TASK TO COMPLETE:
Repeat verbatim every line of the material, beginning at the line that holds "of the wooden" and ending at its last line.

RECORDS PROVIDED:
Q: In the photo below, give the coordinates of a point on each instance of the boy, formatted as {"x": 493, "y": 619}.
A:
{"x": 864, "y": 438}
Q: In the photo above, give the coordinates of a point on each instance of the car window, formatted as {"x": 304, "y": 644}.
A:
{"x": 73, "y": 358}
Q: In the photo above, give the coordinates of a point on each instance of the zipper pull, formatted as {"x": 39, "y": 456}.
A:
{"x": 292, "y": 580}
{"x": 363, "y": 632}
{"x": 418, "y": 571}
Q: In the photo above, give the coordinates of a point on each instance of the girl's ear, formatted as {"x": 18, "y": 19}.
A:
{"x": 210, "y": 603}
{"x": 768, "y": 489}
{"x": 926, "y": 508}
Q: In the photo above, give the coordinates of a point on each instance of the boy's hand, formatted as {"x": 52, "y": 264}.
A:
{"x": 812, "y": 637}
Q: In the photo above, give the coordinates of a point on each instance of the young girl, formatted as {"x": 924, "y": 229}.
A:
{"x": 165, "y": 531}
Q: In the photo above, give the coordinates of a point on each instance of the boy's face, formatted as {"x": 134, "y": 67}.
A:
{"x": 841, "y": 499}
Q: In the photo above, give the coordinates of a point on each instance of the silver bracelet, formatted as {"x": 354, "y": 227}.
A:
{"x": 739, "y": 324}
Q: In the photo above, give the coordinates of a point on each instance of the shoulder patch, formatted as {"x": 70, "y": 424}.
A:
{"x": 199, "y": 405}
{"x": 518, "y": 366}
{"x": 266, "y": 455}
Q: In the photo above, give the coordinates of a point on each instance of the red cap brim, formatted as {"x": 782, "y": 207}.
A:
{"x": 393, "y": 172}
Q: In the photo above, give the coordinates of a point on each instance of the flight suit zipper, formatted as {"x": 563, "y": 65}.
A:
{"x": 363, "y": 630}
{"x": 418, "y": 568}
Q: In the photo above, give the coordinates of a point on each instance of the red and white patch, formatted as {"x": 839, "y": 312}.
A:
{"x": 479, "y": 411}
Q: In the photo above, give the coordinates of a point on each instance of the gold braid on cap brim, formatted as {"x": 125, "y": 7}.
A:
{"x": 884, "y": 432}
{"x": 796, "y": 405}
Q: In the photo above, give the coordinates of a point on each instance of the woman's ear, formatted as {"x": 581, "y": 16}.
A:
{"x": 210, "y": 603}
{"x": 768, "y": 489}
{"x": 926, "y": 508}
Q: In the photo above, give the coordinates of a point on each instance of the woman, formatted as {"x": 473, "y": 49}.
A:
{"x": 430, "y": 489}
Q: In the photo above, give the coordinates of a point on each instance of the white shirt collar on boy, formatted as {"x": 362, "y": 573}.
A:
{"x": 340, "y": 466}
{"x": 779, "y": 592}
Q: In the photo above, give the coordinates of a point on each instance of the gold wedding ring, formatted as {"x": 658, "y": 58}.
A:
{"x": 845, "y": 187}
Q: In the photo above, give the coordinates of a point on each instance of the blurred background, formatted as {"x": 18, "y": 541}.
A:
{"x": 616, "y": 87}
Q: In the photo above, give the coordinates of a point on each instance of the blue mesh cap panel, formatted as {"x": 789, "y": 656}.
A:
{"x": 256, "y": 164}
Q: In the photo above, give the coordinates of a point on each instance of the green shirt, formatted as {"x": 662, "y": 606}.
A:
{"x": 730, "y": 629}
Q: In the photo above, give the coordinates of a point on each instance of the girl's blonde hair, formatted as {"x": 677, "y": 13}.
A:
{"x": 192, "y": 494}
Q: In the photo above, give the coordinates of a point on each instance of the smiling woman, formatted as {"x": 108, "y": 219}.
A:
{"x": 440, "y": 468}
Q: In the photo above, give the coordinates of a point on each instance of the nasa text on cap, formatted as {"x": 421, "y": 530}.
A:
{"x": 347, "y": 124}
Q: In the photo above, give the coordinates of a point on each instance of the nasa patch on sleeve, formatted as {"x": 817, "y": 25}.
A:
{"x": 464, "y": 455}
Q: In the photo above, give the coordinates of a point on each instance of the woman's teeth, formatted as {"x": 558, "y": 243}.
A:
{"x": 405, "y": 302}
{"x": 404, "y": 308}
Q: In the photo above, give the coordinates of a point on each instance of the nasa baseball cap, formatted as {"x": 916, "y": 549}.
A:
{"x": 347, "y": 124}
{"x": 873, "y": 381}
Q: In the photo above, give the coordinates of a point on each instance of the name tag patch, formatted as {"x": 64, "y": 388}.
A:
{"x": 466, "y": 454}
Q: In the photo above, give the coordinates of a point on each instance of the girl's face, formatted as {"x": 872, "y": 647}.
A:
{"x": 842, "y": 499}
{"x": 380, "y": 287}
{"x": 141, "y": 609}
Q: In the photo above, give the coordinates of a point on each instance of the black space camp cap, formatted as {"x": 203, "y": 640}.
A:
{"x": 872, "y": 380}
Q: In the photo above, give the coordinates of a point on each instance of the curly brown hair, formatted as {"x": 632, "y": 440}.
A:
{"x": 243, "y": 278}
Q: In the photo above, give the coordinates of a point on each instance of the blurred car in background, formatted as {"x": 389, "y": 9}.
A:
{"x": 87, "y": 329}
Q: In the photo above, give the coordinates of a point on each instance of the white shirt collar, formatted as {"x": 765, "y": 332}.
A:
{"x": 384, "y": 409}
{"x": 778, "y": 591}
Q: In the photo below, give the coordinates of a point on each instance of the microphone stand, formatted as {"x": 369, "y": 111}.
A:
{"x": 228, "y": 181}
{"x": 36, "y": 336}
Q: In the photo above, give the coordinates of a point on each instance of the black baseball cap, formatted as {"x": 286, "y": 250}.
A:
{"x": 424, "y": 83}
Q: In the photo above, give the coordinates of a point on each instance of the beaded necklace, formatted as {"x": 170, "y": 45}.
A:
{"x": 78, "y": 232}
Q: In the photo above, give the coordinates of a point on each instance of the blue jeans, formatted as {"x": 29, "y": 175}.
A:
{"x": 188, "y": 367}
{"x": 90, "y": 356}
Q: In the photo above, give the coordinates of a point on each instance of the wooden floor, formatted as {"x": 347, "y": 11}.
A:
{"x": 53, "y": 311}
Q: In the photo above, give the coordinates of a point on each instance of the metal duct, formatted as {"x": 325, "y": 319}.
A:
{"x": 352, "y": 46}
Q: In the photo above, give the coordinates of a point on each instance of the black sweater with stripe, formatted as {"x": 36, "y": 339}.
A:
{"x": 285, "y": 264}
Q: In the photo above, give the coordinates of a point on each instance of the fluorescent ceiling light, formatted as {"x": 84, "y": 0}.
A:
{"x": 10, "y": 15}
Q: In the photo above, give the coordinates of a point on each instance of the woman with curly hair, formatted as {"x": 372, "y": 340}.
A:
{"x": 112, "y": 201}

TASK SOLUTION:
Q: In the photo above, give the coordinates of a point on each instance of the wooden floor, formatted as {"x": 347, "y": 11}.
A:
{"x": 53, "y": 311}
Q: In the photo above, give the coordinates of a point on each instance of the metal duct, formatted as {"x": 325, "y": 319}.
A:
{"x": 352, "y": 46}
Q: In the photo above, give the coordinates of a point on each instance of the black sweater with stripe, formatted as {"x": 36, "y": 339}.
A:
{"x": 285, "y": 264}
Q: In the photo above, give the coordinates of a point on each instance of the fluorescent ceiling light, formatted as {"x": 84, "y": 0}.
A:
{"x": 10, "y": 15}
Q: In the photo above, give the coordinates of a point on each instance of the woman with curly hair, formatted as {"x": 372, "y": 340}.
A:
{"x": 112, "y": 201}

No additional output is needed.